Short task:
Exactly repeat the line that contains "the front tire", then every line after it up to and including the final line.

— start Provided material —

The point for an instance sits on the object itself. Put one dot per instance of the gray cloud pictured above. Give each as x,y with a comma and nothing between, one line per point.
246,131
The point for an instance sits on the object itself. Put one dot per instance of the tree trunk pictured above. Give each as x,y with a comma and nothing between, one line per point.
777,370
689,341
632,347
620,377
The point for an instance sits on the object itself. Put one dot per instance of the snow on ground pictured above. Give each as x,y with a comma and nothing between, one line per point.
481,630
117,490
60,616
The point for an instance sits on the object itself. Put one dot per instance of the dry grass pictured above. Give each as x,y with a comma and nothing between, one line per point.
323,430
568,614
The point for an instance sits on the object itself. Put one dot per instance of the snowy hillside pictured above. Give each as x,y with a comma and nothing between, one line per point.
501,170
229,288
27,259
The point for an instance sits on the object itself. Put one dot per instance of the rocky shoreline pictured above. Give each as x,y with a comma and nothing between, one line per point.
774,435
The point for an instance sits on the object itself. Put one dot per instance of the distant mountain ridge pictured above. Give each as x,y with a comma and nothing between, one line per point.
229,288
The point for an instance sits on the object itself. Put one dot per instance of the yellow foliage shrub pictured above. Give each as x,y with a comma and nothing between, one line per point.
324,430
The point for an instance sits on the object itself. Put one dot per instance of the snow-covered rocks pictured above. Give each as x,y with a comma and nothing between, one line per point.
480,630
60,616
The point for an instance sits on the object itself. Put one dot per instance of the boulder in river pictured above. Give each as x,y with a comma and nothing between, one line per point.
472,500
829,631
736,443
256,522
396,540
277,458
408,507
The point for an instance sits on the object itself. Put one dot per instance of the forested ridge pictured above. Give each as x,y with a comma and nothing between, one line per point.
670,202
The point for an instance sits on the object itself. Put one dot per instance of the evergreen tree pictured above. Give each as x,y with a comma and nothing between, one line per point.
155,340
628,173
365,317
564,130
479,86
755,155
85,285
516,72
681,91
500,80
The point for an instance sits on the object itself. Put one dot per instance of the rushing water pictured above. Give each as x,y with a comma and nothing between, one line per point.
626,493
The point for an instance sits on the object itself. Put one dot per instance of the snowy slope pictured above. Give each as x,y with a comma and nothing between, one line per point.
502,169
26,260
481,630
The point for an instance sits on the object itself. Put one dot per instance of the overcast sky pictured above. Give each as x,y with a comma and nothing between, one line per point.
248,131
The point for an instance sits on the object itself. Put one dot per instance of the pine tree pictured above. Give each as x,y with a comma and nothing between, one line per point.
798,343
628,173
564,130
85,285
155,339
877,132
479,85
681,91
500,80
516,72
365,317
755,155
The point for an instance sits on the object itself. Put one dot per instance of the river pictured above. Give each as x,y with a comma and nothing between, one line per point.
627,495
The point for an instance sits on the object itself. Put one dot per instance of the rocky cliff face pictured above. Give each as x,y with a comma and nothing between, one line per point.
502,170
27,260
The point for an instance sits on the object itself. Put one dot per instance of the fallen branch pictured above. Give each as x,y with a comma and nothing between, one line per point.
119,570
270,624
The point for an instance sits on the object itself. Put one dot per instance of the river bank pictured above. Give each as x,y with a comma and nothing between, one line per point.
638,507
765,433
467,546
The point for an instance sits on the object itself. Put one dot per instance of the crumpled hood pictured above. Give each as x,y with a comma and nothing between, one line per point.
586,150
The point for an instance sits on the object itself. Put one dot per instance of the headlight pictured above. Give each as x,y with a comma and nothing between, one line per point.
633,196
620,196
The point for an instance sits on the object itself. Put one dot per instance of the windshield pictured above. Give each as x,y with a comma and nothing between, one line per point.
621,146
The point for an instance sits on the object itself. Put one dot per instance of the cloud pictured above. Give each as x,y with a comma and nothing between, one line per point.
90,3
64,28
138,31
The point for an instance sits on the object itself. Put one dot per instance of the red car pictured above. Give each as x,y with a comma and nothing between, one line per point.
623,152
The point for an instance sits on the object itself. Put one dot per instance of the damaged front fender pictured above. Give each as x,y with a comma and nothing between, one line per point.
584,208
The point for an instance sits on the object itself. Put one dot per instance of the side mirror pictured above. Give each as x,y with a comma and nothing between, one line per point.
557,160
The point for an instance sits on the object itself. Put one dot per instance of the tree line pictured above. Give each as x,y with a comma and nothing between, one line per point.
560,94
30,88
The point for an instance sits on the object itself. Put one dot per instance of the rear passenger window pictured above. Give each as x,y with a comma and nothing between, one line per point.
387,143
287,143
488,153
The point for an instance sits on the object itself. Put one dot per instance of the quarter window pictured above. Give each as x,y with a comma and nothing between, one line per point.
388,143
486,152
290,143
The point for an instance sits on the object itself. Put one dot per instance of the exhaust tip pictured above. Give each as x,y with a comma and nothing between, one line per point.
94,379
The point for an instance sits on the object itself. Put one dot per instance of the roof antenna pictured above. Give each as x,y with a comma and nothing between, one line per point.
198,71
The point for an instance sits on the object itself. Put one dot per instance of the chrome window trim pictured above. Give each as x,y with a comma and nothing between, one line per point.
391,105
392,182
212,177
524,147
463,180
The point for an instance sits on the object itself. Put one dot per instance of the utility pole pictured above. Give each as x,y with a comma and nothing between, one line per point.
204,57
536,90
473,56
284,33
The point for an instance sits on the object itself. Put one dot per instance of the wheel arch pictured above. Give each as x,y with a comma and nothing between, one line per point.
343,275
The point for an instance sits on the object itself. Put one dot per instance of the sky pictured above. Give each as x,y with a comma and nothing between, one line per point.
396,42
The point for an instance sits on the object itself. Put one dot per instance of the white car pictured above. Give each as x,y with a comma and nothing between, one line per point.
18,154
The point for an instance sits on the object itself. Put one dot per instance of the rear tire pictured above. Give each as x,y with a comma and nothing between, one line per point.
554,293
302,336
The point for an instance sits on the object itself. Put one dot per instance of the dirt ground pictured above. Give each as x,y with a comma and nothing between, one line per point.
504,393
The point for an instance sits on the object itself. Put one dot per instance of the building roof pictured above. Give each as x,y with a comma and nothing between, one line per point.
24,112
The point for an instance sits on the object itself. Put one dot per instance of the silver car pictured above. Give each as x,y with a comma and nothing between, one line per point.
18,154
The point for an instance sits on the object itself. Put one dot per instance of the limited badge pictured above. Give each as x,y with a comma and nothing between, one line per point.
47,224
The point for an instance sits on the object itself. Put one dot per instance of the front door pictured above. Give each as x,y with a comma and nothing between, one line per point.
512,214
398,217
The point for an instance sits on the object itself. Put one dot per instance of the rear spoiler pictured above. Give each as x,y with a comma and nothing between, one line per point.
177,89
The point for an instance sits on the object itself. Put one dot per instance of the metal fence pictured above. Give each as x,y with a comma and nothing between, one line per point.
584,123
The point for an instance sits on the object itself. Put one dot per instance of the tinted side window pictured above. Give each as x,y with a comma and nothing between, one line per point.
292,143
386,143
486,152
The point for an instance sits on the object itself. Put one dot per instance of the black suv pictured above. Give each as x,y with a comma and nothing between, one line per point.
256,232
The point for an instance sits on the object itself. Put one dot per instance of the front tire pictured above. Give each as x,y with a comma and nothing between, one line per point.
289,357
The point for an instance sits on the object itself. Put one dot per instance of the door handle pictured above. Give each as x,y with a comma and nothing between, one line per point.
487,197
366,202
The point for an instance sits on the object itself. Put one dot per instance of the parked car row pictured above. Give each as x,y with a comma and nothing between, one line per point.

— end Provided material —

Worked answer:
The point for an instance sits on the object itself. Put one dot per instance of the front tire pictured above. Give each as x,y with a comma and nothing between, one line per point.
289,357
The point for an instance sits on the object itself. Put one dot per instance of the door handle pictured above. Give each as x,y with a comma and nothing between, one line per point.
487,197
366,202
The point for an instance sits on the object itself. Put one dot per instance of the parked car row pictured above. Give each as x,y with a comma and nothing between, one line per point.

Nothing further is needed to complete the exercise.